In the entries below, go to the line containing "Target: short dark hair" and repeat it along with every later line, exactly.

• **Dataset records**
━━━━━━━━━━━━━━━━━━━━
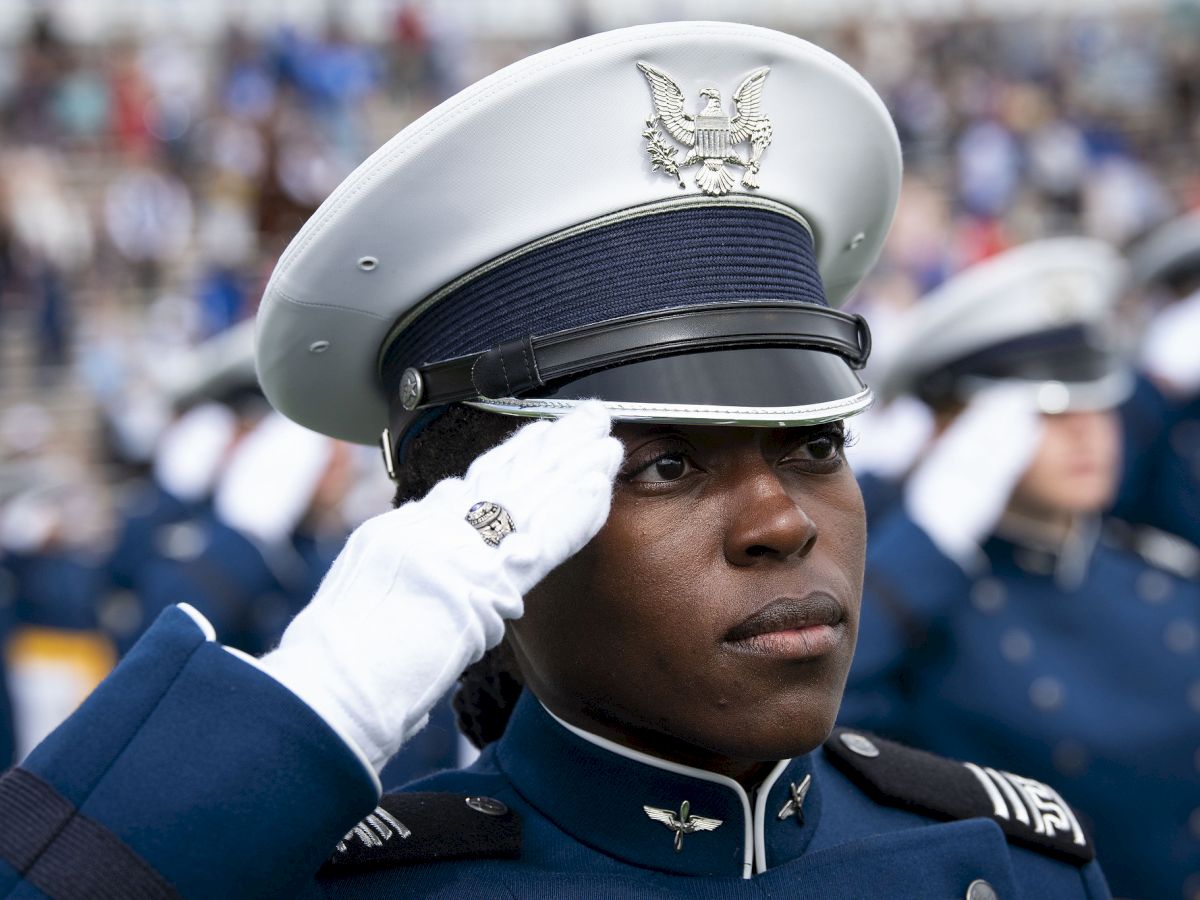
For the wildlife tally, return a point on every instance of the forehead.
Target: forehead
(717, 436)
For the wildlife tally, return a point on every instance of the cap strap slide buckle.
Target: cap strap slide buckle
(519, 366)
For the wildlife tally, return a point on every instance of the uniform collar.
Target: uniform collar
(598, 791)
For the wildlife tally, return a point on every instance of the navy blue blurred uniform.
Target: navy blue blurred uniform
(1161, 477)
(1079, 669)
(7, 618)
(250, 594)
(168, 780)
(150, 508)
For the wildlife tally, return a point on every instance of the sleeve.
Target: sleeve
(186, 773)
(909, 588)
(1096, 886)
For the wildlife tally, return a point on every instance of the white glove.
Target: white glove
(958, 493)
(1169, 346)
(417, 594)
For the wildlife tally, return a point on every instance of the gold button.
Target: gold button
(858, 744)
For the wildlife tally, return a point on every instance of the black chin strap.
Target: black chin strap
(517, 367)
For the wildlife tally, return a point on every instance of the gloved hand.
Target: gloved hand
(417, 594)
(959, 491)
(1169, 347)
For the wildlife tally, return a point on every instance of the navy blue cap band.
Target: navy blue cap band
(665, 261)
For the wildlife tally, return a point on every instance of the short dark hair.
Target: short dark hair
(445, 448)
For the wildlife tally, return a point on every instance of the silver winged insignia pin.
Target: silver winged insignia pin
(682, 823)
(709, 136)
(795, 805)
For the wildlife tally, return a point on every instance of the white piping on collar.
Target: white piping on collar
(760, 815)
(755, 844)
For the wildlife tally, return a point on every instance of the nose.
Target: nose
(767, 523)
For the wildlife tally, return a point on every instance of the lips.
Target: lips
(797, 628)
━━━━━━━━━━━━━━━━━━━━
• **Response to the task**
Target: short dark hair
(445, 448)
For the wildlife tally, return a point on every instance of the silver winged insignia pin.
Target: silver winged insignia pin
(682, 823)
(709, 136)
(795, 805)
For the wildlife tally, return a point on every instance of the white piping on collar.
Target: white piping on collar
(760, 815)
(755, 844)
For the wildlife tally, return a point on every instance of the nose.
Target: nose
(767, 523)
For the wildlife tally, return a point on every instance of the lips.
Target: lips
(797, 628)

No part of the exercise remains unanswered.